◆ **WHAT IS REQUIRED**
Gather every line of the entries that includes the word "small".

◆ **PROVIDED MATERIAL**
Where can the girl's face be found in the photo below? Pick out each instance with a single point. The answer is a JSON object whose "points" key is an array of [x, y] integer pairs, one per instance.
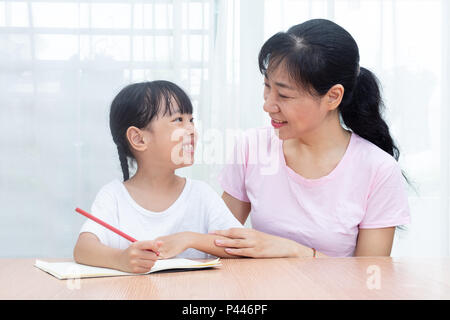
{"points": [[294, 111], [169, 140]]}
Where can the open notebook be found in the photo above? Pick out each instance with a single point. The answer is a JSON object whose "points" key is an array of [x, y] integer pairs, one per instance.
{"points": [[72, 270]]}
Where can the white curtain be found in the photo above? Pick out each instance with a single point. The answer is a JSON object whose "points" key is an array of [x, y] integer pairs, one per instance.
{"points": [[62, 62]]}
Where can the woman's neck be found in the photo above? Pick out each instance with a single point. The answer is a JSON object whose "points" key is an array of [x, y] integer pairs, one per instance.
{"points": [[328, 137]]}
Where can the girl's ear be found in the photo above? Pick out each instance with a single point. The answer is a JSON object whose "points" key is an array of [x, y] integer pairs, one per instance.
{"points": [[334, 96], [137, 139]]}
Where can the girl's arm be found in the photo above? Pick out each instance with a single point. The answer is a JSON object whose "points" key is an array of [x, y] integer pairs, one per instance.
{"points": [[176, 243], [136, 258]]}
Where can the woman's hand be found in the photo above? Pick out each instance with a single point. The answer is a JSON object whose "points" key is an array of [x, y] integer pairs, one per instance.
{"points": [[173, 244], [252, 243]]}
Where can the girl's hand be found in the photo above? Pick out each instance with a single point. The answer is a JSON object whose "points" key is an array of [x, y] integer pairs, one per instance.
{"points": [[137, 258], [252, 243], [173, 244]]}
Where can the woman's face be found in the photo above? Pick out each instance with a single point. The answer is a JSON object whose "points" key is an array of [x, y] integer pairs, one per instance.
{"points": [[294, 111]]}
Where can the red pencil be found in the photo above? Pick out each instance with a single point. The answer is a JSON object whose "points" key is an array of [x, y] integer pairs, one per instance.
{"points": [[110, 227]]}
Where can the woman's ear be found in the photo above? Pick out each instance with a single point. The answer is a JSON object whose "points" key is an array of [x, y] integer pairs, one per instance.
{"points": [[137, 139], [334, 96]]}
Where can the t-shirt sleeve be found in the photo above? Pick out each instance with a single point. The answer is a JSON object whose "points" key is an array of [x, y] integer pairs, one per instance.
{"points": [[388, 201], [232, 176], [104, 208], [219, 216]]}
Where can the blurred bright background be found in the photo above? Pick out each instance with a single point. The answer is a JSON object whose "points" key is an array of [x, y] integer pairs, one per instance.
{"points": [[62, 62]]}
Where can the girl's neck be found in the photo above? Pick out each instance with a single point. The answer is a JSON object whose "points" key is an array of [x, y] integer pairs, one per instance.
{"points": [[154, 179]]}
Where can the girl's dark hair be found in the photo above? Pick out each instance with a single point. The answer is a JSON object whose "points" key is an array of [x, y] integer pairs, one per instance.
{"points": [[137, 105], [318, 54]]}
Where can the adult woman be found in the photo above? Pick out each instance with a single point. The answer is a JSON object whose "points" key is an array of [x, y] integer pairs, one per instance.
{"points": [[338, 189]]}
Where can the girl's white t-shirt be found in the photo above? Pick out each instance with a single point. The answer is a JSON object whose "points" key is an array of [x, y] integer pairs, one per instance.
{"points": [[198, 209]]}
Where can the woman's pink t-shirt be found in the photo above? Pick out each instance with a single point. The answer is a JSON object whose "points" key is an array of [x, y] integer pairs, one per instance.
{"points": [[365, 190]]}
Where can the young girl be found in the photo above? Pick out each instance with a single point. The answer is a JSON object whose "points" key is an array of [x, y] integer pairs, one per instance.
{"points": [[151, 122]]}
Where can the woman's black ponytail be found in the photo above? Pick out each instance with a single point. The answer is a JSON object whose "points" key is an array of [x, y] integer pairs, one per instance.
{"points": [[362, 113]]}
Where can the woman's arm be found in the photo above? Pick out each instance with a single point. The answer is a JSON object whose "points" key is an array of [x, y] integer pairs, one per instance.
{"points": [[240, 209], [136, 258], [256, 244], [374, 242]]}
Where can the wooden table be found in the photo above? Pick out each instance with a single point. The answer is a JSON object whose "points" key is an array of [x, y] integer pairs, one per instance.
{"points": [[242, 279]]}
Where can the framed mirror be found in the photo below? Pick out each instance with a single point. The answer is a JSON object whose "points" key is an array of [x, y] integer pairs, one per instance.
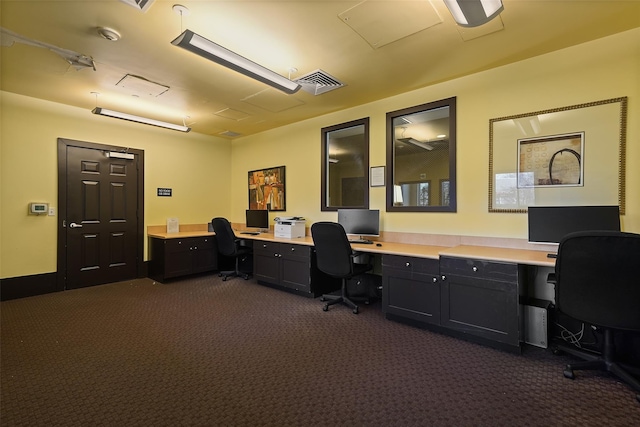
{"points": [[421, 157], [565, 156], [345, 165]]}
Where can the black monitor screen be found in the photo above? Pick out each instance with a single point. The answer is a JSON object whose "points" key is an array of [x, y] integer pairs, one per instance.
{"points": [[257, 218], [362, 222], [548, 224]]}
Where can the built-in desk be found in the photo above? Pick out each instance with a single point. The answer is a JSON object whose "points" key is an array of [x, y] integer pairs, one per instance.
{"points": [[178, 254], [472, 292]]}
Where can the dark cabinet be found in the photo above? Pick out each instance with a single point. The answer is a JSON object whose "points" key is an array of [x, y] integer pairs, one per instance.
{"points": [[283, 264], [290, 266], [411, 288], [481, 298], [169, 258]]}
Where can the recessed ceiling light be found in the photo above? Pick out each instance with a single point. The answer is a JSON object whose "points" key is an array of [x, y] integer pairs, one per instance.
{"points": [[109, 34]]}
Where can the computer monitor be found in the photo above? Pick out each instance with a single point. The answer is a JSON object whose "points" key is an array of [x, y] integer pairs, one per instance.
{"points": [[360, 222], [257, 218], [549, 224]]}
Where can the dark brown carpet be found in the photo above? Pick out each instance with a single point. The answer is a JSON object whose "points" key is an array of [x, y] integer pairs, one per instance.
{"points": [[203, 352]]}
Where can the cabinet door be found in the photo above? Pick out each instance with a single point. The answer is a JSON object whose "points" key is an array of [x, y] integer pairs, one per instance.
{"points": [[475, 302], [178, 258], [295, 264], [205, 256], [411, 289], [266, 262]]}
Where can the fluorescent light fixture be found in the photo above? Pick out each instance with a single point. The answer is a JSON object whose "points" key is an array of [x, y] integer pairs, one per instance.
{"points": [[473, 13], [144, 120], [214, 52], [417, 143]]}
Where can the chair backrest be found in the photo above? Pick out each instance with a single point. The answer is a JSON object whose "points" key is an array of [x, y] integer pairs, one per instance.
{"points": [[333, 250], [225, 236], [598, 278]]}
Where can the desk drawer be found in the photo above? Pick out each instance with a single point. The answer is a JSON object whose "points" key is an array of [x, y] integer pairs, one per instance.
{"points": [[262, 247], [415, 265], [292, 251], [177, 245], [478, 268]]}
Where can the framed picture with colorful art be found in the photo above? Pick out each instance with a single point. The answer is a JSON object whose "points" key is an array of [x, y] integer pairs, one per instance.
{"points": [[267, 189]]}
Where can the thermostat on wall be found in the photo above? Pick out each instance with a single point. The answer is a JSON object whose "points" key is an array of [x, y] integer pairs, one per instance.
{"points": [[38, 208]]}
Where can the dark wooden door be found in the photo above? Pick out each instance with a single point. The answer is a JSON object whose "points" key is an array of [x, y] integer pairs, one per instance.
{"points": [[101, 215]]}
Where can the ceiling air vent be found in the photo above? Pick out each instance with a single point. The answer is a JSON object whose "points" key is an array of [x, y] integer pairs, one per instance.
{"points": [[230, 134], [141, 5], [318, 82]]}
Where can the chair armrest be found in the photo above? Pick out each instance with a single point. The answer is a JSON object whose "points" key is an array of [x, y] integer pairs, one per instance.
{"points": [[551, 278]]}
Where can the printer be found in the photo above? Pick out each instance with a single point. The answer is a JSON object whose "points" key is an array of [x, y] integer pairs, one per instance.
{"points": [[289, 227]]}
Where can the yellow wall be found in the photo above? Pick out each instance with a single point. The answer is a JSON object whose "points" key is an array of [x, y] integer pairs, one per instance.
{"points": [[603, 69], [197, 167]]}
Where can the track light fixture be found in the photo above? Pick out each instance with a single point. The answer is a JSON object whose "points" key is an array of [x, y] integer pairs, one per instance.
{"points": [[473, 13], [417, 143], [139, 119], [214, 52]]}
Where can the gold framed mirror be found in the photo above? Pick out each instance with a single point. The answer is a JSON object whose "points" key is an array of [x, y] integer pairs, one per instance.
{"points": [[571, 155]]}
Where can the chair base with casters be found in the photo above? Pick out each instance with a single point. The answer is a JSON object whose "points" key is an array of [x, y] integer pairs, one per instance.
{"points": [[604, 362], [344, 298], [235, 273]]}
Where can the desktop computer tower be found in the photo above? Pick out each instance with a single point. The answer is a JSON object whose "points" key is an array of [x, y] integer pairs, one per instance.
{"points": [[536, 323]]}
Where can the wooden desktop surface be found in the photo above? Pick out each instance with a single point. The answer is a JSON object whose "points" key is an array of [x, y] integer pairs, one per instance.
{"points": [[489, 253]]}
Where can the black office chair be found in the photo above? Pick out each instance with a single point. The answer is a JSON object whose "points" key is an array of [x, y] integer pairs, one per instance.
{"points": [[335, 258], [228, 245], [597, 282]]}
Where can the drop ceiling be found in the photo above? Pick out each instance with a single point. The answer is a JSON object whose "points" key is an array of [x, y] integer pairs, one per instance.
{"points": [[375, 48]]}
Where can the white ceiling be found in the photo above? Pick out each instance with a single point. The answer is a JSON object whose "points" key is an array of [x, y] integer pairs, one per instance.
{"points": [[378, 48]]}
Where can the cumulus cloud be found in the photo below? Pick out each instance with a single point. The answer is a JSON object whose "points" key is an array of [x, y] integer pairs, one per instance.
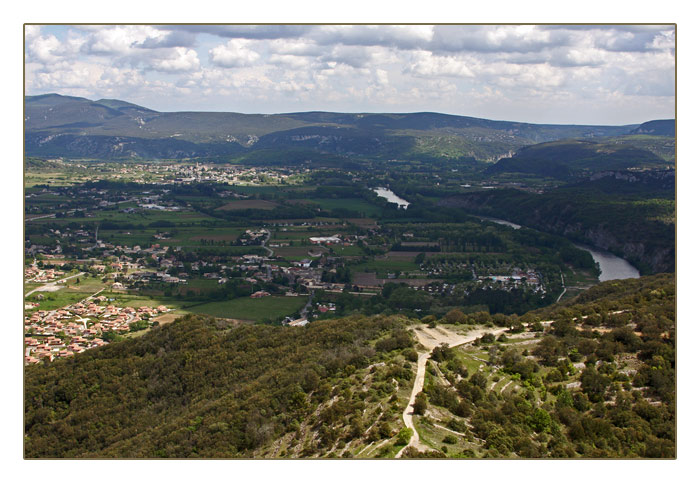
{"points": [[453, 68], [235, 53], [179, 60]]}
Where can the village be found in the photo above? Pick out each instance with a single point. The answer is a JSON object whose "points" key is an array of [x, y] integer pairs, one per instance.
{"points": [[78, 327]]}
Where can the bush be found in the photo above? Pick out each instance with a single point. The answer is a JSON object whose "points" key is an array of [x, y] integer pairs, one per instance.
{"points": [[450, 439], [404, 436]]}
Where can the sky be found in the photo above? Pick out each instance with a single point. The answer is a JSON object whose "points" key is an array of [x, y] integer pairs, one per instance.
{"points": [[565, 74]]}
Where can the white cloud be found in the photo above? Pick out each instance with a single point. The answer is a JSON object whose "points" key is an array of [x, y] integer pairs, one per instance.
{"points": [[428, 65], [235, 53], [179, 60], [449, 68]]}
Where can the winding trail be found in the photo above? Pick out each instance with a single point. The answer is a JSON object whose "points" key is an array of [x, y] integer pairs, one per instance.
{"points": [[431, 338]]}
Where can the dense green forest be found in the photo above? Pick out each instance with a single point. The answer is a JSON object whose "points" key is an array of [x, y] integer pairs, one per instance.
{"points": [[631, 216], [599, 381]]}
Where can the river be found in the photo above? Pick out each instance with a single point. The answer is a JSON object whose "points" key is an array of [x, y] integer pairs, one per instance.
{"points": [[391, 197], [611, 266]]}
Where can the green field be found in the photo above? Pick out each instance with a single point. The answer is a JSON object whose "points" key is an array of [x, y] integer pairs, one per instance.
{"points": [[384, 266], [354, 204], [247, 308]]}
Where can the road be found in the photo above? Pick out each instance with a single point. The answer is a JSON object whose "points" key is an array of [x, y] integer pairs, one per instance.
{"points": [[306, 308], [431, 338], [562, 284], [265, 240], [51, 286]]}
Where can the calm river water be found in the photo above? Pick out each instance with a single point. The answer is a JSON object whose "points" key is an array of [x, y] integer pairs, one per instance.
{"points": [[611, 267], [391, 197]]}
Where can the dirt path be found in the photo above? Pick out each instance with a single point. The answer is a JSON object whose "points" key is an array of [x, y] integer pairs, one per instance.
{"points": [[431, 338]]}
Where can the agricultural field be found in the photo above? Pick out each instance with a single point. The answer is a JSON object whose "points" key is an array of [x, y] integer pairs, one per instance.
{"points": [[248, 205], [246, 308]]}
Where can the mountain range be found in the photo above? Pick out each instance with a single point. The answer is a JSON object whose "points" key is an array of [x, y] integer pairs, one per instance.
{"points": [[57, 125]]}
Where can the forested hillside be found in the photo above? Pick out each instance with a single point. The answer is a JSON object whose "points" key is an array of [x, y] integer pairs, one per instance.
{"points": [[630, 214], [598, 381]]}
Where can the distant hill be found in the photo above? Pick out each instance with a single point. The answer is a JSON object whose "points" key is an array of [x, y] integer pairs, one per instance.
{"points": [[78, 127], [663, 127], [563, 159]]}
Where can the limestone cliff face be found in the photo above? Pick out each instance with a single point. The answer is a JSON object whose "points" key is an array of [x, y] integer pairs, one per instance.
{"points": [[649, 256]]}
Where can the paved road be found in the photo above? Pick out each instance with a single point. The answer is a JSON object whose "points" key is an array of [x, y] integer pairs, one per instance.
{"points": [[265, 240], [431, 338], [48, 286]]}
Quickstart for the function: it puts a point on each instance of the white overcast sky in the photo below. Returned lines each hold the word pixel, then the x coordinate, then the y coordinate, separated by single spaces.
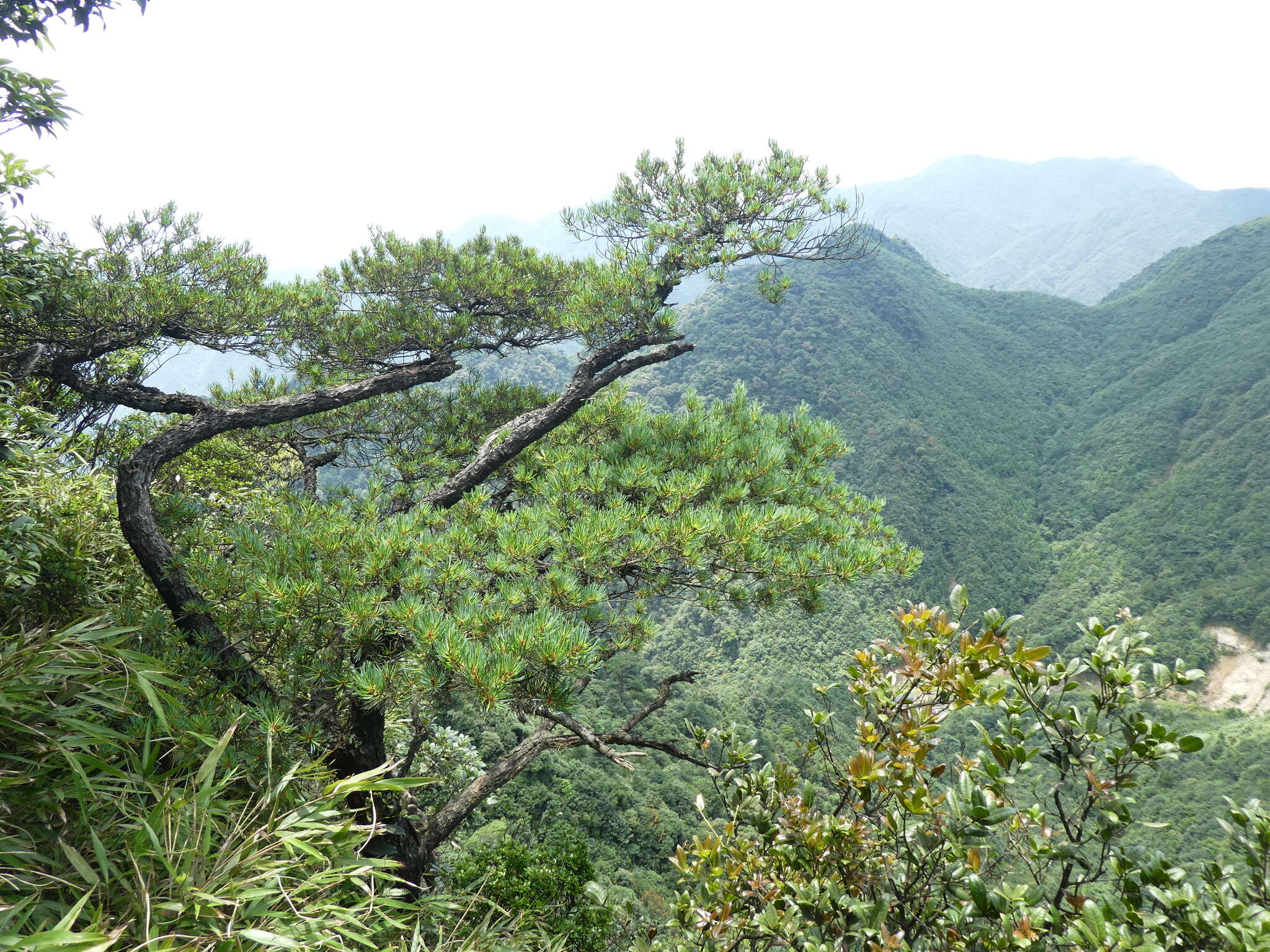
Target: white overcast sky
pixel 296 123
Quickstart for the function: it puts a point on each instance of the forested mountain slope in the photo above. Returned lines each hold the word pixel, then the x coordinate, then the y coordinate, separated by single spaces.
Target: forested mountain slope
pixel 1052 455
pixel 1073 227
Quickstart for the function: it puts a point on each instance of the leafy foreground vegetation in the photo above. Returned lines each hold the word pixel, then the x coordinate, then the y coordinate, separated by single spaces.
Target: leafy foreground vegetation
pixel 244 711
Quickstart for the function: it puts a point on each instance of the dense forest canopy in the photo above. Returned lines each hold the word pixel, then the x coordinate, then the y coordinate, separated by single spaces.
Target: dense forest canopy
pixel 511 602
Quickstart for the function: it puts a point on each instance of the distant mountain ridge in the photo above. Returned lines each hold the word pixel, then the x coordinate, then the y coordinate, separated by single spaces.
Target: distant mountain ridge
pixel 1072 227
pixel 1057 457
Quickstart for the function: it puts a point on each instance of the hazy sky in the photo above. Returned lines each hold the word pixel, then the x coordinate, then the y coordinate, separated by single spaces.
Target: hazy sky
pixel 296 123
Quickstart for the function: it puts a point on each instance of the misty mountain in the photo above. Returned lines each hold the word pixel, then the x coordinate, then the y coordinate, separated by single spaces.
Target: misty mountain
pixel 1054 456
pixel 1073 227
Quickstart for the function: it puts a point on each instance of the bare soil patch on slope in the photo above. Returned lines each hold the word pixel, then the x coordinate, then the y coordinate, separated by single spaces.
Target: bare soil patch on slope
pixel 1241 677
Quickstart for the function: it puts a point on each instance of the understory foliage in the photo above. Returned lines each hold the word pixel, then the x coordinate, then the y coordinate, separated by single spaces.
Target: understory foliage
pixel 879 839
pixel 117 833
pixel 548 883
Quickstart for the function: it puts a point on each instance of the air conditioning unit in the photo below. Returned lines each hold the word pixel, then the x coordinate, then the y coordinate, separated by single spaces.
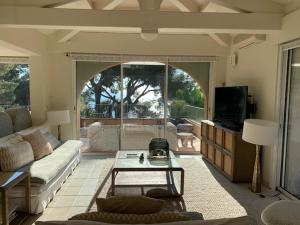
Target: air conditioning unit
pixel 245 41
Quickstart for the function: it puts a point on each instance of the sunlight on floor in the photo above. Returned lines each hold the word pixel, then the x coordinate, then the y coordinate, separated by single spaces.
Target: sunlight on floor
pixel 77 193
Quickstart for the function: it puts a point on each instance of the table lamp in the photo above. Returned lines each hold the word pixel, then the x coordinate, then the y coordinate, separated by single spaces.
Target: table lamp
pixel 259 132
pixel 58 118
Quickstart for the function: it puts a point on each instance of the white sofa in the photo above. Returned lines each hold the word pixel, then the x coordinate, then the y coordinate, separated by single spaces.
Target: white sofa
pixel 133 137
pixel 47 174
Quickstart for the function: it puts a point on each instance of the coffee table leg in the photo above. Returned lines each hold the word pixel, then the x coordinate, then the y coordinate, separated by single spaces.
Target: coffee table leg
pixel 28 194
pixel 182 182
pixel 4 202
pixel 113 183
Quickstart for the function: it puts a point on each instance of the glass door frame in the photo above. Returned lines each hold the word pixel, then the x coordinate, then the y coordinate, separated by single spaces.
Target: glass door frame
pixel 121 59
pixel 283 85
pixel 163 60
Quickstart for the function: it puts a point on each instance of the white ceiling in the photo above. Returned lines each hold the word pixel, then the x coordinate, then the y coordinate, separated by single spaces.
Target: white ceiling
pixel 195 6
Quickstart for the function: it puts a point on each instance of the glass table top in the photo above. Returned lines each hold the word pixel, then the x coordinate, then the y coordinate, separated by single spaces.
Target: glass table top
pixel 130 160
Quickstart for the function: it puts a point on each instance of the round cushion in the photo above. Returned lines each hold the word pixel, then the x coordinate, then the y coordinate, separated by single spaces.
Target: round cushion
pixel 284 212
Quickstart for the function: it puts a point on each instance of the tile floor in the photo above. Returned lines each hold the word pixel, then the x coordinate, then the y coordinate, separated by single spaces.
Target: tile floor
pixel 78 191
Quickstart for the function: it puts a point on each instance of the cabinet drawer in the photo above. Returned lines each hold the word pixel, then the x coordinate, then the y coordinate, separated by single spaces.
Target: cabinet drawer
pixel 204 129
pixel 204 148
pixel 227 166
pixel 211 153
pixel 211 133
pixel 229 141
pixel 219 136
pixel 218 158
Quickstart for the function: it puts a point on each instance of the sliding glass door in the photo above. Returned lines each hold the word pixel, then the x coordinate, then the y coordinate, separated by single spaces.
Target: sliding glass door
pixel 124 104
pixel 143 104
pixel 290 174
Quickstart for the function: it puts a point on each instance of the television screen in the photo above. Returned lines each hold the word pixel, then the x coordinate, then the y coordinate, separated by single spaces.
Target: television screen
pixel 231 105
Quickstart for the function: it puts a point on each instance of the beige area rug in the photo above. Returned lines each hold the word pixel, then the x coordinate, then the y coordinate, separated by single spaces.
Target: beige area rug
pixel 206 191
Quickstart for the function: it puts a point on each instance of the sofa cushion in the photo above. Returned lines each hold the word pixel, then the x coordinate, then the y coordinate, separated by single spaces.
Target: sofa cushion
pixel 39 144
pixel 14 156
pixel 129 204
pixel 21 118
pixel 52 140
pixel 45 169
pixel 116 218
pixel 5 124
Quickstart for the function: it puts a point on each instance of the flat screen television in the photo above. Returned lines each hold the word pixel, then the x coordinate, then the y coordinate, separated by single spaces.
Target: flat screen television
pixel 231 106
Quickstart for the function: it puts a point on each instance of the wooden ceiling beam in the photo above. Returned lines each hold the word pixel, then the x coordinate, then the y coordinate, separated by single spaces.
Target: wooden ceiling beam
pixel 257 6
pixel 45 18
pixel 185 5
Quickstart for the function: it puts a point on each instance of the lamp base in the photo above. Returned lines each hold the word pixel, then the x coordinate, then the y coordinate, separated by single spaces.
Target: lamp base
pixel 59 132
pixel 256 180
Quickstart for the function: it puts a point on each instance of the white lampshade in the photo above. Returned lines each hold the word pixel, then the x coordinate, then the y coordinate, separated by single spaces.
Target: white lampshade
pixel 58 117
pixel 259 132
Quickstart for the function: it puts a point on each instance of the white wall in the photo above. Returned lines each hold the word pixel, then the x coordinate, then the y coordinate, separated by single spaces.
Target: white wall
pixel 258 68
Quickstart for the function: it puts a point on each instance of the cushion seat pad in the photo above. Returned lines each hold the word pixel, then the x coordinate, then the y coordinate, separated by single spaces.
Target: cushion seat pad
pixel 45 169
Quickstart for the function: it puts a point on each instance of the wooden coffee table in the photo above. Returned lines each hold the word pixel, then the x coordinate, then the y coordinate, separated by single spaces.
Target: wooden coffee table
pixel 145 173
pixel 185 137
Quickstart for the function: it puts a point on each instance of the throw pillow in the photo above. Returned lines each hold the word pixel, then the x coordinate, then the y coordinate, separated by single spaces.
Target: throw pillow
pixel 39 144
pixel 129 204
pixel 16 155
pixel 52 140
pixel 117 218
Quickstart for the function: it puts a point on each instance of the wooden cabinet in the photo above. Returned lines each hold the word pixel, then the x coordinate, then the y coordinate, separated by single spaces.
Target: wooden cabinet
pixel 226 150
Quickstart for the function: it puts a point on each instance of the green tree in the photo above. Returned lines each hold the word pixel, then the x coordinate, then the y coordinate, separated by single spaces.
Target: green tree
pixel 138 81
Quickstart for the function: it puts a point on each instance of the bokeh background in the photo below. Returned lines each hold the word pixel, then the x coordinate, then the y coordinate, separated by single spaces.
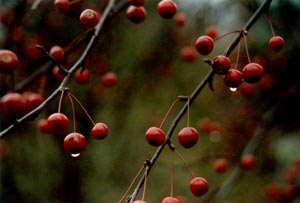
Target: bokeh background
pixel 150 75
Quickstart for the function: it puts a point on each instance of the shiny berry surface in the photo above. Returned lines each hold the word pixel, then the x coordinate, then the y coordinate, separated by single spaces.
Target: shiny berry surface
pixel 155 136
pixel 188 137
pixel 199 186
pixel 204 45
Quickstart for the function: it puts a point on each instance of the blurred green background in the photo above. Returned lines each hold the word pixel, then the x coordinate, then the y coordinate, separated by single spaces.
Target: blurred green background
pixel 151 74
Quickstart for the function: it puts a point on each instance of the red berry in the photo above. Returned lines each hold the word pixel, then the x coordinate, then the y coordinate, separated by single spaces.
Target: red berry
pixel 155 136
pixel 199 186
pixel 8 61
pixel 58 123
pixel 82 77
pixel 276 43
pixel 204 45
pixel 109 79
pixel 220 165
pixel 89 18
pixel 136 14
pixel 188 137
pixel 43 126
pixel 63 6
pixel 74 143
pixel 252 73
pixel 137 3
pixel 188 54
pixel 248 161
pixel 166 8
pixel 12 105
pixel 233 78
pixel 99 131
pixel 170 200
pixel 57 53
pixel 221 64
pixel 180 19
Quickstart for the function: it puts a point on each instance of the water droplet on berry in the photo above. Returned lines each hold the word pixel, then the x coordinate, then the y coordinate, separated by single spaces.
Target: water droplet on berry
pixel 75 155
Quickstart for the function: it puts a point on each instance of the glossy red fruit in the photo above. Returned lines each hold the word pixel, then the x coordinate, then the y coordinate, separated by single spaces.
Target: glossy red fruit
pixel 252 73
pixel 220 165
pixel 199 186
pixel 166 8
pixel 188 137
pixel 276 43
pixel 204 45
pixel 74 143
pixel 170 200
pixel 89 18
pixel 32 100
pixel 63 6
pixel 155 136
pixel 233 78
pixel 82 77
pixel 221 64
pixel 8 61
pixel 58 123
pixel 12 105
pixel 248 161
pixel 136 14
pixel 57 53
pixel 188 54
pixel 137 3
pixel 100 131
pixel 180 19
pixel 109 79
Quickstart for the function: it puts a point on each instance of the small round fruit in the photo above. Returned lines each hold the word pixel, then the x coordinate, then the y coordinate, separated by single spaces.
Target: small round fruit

◆ **SOLVED EXERCISE**
Quickstart for the function: it puts a point on each instance of the small round fruit in the photo above. Returned lines each hold the word pixel, then the x coordinate, then the y coordinate, separated by single spaces.
Target: small round fruit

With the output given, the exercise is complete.